*Exercise instructions*:
Reproduce the listing exactly, with no pictures in your copy.

(Stored data entries)
(begin)

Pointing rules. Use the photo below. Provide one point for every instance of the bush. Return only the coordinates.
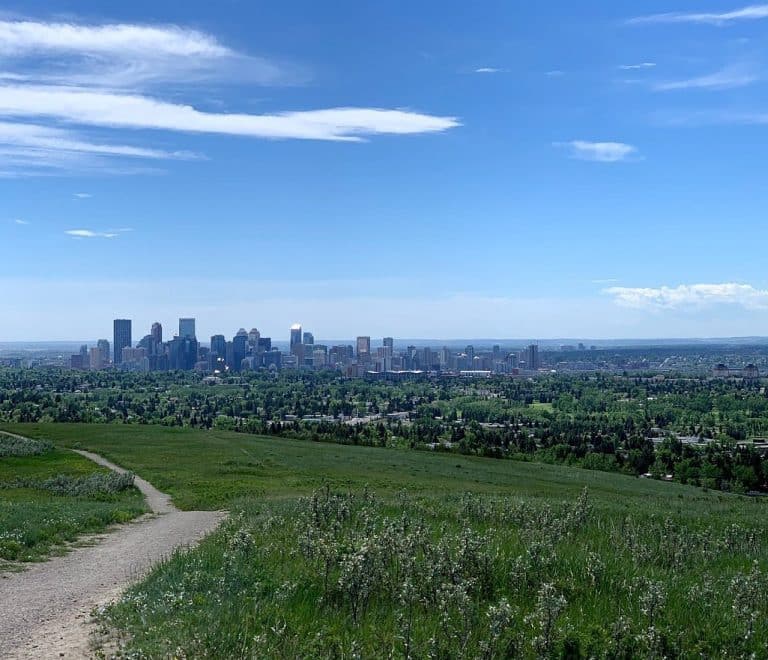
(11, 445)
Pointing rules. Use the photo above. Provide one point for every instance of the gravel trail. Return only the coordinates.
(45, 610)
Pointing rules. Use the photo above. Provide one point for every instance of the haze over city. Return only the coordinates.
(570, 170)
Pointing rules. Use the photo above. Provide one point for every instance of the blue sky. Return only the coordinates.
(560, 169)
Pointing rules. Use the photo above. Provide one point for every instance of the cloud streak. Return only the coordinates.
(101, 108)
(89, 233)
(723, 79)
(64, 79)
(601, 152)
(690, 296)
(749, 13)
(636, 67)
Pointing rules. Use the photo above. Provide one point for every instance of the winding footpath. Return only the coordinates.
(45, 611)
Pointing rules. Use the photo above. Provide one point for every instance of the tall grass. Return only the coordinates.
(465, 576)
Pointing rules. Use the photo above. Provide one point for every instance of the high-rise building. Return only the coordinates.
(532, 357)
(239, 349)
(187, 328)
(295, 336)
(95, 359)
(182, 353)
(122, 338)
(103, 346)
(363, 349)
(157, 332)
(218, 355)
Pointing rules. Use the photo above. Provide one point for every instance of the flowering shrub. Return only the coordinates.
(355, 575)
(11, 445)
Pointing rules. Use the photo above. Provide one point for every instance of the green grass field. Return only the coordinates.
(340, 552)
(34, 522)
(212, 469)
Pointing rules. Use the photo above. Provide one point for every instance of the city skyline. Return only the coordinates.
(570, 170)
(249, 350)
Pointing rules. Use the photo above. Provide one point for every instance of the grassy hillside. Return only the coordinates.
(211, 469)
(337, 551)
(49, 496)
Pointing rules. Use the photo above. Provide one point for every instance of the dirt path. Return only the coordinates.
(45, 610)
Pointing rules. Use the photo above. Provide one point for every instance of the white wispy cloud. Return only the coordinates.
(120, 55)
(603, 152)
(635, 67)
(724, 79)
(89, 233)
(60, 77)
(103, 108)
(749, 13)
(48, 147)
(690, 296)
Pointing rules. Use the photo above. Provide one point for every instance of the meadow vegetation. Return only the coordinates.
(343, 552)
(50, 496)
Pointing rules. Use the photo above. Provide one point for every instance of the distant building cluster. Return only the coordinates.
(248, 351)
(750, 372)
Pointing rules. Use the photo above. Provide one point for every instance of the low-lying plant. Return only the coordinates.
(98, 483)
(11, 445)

(end)

*Solution to the problem*:
Pointing rules. Use the photo below. Provide one point for every instance of the bush. Return only the coordinates.
(11, 445)
Pointing rules. Use the photo above. Provide one point for every instance of the gravel trail. Return only the coordinates.
(45, 610)
Pointing rules. Use the photo above. Provide one point for every instance of the haze over city. Return only the coordinates.
(570, 170)
Pointing rules. Use the photo above. Provide one point for every instance of the blue sky. Return only the coordinates.
(560, 169)
Pointing rules. Use the photo above. Provide one point for every instance of the cloud streak. Return only the coordinates.
(101, 108)
(89, 233)
(723, 79)
(64, 79)
(601, 152)
(690, 296)
(749, 13)
(636, 67)
Pointing rules. Use the photo above. Provide one point for every instance of the winding footpath. Return only the coordinates.
(45, 611)
Pointing rules. Use the photo above. Provide one point for every instance of the tall grass. Return only the coordinates.
(465, 576)
Pointing rules. Use the photo above. Provide one point for every instance of the high-rise building. Return only the coordinates.
(532, 357)
(239, 349)
(187, 328)
(295, 336)
(95, 359)
(182, 353)
(122, 338)
(103, 346)
(363, 349)
(157, 332)
(218, 355)
Pointing rules. Use the photo above. Provide one point for every instance of the flowering shrub. Return only the coordinates.
(355, 575)
(11, 445)
Pointing rules. Use the photo above. Provide one point for every instance of the green grass field. Return only the coordinates.
(340, 552)
(34, 522)
(212, 469)
Pointing rules. Use the photo above. Provide one point for every instance of the city skyline. Return only the coordinates.
(570, 170)
(249, 350)
Pointing rules. Use the photo above. Provide one point for every instance of the grassy hillside. Return only the coordinates.
(211, 469)
(337, 551)
(49, 496)
Pointing rules. Use the photo above. Provide one point for every instance of the dirt path. Return only the coordinates.
(45, 610)
Pointing rules. Use the photo above. Provide one point for every instance of the white wispy cloud. Return only the coordinates.
(120, 55)
(603, 152)
(635, 67)
(724, 79)
(89, 233)
(60, 77)
(103, 108)
(749, 13)
(48, 147)
(690, 296)
Pointing rules. Use the photo above. Provide one point for every instance of the meadow vegetation. Return only the coordinates.
(343, 552)
(50, 496)
Pointing rules. Use the photo above. Provide one point for every instance of the distant building cluster. Return only the coordinates.
(248, 351)
(750, 372)
Pointing rules. Use the photo above. Provide one point for every instance of the low-lying plant. Return only the coordinates.
(98, 483)
(11, 445)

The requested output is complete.